[Excerpts of pointing data]

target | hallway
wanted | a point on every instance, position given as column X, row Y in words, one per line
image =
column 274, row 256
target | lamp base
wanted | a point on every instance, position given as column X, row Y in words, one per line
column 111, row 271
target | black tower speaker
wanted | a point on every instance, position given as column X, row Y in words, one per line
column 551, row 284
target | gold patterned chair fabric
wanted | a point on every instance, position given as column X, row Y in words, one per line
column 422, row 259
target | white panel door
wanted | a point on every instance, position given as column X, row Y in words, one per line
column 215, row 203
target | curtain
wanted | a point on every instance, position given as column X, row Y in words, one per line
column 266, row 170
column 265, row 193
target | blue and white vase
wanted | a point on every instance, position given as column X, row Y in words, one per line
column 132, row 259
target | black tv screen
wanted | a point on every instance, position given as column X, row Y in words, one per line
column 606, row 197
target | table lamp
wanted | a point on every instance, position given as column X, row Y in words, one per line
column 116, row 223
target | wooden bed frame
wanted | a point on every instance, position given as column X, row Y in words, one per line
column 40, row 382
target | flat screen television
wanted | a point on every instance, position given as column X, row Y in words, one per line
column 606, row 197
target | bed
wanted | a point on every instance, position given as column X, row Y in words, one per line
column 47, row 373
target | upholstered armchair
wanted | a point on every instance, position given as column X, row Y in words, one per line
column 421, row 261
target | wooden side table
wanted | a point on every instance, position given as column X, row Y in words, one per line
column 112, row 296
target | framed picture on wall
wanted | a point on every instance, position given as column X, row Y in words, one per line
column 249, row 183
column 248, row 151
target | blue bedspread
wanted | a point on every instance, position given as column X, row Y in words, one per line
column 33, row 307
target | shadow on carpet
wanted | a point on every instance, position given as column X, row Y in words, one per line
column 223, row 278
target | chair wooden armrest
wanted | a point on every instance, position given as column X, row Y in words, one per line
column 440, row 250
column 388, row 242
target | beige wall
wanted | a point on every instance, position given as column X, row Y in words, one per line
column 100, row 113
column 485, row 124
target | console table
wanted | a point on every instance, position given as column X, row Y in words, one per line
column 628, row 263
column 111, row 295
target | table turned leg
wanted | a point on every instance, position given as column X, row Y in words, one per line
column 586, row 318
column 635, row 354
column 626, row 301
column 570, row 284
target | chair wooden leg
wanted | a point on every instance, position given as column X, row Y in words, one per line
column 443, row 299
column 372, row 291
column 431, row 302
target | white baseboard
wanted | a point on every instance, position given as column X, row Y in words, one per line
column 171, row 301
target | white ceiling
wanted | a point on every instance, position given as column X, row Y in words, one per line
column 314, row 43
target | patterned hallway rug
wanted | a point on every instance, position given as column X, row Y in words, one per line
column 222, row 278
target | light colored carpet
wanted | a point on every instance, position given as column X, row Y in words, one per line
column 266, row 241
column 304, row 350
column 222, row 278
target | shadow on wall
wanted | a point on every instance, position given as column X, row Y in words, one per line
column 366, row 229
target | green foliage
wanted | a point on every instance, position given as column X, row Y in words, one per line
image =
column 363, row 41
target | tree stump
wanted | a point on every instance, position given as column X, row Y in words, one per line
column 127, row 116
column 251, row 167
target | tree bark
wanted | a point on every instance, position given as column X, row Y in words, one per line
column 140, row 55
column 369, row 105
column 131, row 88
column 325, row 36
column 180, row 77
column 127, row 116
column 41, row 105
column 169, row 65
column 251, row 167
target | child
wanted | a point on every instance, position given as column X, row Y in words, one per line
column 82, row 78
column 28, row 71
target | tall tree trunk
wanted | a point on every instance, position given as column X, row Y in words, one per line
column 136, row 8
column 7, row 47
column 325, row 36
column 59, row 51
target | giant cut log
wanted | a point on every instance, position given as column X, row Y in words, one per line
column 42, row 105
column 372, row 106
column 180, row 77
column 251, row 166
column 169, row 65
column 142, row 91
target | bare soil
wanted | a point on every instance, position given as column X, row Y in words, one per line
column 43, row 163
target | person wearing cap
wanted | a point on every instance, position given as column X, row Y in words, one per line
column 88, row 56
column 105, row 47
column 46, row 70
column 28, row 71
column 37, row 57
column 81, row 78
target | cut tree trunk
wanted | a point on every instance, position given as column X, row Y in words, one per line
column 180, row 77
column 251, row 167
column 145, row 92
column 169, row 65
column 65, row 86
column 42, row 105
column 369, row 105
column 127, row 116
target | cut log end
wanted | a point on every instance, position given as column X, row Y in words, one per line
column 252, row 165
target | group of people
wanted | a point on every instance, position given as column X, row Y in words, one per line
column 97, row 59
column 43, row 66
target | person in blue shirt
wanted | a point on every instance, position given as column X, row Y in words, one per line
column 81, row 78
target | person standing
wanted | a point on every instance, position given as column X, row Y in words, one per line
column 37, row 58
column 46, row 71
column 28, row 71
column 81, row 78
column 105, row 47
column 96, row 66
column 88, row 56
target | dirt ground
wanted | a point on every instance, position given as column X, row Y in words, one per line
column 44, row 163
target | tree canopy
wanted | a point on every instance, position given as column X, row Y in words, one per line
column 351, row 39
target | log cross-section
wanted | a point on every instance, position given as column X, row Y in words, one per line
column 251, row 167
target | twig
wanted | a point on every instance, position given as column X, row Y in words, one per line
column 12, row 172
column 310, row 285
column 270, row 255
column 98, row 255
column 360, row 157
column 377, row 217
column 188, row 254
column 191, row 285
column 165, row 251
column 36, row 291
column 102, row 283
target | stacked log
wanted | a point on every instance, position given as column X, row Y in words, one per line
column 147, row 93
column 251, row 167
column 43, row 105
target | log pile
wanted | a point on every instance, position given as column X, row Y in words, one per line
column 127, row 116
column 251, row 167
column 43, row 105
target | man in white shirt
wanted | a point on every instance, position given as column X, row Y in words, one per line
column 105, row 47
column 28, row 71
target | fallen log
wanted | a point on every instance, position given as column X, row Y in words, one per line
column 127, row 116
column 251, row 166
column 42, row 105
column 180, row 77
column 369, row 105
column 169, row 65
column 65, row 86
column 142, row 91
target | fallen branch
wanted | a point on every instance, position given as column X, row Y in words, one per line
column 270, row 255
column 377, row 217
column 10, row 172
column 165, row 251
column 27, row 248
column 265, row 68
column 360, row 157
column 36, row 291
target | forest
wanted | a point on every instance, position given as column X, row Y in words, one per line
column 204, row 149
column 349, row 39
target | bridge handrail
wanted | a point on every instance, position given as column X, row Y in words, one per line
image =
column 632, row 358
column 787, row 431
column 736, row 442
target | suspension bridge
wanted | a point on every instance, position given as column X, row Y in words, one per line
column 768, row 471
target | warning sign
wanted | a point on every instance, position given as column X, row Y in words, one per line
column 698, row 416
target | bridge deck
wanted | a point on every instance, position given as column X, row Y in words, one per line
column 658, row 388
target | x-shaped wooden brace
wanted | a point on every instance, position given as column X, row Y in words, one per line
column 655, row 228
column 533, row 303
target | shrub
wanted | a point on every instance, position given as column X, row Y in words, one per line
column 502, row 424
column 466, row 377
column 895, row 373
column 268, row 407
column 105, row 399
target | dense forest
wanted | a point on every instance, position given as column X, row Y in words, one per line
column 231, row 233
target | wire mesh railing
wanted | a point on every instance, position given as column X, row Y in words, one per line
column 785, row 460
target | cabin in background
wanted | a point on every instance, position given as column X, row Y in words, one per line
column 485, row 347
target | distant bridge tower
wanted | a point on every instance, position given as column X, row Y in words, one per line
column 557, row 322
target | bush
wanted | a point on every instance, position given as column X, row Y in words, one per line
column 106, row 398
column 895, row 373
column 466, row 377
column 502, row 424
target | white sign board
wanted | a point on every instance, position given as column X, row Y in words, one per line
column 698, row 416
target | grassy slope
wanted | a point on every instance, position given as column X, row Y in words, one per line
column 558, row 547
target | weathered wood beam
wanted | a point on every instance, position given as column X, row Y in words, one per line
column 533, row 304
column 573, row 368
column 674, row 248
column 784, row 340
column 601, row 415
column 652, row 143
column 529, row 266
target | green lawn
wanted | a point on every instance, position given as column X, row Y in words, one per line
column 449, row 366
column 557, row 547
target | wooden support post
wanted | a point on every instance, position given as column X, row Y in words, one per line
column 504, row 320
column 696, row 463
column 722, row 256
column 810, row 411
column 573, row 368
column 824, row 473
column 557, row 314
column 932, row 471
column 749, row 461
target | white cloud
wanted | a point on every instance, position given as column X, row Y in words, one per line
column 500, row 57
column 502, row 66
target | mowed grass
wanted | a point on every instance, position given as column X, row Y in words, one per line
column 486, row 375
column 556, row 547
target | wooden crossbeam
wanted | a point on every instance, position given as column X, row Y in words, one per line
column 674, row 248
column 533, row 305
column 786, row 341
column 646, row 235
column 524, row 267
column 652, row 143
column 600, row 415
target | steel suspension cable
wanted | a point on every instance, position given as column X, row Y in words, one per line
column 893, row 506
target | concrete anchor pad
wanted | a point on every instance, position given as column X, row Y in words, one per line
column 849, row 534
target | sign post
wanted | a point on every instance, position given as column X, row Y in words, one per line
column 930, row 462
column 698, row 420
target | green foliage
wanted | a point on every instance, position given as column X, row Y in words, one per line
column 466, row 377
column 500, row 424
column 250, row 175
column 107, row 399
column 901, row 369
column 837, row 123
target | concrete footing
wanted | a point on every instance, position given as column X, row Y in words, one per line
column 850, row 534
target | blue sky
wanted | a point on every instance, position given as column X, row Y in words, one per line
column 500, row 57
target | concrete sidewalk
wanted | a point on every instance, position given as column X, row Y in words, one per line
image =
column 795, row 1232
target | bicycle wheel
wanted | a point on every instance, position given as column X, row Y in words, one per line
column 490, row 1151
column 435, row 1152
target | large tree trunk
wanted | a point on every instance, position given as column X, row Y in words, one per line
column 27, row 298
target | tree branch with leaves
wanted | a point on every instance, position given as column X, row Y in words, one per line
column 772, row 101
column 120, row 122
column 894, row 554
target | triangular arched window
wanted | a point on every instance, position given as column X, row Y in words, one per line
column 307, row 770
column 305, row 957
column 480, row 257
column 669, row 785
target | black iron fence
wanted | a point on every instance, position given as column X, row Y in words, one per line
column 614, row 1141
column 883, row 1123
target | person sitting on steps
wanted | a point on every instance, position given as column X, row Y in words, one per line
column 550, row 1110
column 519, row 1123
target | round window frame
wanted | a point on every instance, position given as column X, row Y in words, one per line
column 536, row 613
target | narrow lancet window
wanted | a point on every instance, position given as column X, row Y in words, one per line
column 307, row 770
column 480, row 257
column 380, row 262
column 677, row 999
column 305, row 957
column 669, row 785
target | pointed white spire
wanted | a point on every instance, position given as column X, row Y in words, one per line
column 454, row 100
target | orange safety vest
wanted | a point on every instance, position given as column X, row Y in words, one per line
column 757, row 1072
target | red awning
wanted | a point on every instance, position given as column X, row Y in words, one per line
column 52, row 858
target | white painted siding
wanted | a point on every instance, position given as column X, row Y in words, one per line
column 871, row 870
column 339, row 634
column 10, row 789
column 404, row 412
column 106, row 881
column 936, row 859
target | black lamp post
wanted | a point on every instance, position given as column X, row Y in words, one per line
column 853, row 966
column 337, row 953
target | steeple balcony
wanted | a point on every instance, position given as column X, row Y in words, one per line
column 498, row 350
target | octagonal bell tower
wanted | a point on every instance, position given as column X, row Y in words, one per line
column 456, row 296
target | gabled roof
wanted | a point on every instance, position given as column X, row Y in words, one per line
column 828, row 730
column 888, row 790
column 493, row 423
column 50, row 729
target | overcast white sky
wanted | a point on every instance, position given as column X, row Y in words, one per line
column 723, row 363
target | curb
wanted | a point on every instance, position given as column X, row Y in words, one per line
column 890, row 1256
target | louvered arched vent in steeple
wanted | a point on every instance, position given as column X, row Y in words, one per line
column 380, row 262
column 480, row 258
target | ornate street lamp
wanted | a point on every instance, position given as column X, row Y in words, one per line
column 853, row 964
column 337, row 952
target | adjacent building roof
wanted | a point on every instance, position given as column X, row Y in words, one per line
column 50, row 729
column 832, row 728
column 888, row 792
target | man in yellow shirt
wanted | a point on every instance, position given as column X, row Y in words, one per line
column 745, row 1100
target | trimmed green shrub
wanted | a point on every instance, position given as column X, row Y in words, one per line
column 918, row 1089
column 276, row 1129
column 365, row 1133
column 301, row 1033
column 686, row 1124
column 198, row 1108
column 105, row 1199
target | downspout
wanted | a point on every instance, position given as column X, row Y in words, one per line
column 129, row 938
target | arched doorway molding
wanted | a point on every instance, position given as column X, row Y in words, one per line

Work instructions:
Copy the data word for word, from its first line through the line containing "column 265, row 193", including both of those lines.

Task output:
target | hallway
wanted | a point on every instance, position given as column X, row Y in words, one per line
image =
column 274, row 256
target | lamp base
wanted | a point on every instance, position given as column X, row Y in words, one per line
column 111, row 271
target | black tower speaker
wanted | a point on every instance, position given as column X, row Y in words, one per line
column 551, row 284
target | gold patterned chair fabric
wanted | a point on every instance, position given as column X, row Y in words, one per line
column 422, row 259
target | white panel door
wanted | a point on every instance, position given as column X, row Y in words, one per line
column 215, row 203
target | curtain
wanted | a point on every instance, position given as column X, row Y in words, one per line
column 266, row 170
column 265, row 193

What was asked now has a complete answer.